> **Short task**:
Convert the records below into a two-column CSV with the headers input and output, beginning at the line containing "Reviewer note: make sure each instance of the clear" and continuing through the end of the records. Give one row per record, with its text under input and its answer under output, each in a quoted field and with line breaks replaced by spaces.

> **Data for this task**:
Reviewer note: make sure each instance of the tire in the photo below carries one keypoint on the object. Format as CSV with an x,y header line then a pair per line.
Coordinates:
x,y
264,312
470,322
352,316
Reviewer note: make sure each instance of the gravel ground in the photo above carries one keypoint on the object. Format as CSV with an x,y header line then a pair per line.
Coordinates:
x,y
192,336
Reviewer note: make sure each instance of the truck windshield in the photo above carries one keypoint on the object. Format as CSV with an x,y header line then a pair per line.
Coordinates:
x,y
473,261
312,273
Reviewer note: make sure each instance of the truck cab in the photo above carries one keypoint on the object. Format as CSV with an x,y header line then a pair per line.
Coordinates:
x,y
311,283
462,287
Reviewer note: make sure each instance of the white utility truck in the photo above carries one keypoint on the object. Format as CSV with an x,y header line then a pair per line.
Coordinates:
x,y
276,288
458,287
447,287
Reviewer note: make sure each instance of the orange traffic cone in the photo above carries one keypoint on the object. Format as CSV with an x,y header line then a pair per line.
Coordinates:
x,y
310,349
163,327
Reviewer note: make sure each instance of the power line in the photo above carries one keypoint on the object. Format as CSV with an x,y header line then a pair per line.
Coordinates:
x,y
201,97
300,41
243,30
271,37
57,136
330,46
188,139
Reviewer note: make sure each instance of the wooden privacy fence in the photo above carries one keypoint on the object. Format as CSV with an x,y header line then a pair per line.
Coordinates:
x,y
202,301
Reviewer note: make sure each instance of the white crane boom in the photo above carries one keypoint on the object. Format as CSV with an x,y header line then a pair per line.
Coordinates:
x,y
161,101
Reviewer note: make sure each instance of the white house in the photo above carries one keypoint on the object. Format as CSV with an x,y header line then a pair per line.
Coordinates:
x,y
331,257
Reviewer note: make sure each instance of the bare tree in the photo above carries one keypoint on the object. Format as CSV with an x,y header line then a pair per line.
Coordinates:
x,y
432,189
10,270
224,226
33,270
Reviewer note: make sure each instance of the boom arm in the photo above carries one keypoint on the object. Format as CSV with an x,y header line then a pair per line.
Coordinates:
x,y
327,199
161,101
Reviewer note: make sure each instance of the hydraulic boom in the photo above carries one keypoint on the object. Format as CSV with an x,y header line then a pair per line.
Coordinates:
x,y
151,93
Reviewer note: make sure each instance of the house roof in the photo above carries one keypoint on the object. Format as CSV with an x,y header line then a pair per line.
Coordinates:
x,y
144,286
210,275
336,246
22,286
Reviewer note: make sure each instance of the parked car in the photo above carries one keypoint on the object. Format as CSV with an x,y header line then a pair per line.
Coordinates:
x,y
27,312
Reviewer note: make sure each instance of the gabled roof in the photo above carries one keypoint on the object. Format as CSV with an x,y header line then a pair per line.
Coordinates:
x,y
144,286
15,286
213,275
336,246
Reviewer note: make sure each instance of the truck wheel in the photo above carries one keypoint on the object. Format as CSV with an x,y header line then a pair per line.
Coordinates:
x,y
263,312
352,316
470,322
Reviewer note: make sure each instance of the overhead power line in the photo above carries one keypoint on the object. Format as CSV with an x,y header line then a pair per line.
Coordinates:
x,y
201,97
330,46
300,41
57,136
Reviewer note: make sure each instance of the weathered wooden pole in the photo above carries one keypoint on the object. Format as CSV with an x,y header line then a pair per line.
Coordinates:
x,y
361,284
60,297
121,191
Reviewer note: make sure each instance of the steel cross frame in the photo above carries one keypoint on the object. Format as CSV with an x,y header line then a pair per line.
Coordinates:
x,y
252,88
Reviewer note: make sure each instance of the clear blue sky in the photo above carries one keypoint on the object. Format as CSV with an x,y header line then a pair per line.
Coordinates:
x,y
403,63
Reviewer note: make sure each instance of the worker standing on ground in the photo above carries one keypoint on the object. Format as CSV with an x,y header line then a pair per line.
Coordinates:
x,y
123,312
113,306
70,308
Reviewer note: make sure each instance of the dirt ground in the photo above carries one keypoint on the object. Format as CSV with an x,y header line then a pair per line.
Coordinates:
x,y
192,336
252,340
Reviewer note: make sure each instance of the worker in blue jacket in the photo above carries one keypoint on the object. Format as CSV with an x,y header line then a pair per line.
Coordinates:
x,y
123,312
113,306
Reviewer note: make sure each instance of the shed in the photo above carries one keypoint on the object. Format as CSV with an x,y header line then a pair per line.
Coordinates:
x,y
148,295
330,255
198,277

> **Solution**:
input,output
"Reviewer note: make sure each instance of the clear blue sky in the photo above carries one keypoint on the object. Format as CSV with an x,y header line then a pair per line. Coordinates:","x,y 403,63"
"Reviewer note: make sure each instance of the worker standing on ground in the photo above carries one keypoint on the object. Format as CSV with an x,y header line then a pair per line. Coordinates:","x,y 123,312 113,306 70,308"
"Reviewer note: make sure each instance of the dirt ground in the photo above carries one keypoint on the object. Format as CSV with an x,y header line then a pair per line. Coordinates:","x,y 192,336 252,340"
"Reviewer note: make sure each instance of the worker in blue jacket in the photo above carries one keypoint on the object. Format as CSV with an x,y header line then a pair per line. Coordinates:","x,y 123,312 113,306"
"Reviewer note: make sure each instance of the shed in the photo above carries one keypoint on the object. Format as CSV with an x,y header line then a pair per line. Coordinates:","x,y 148,295 330,255 198,277"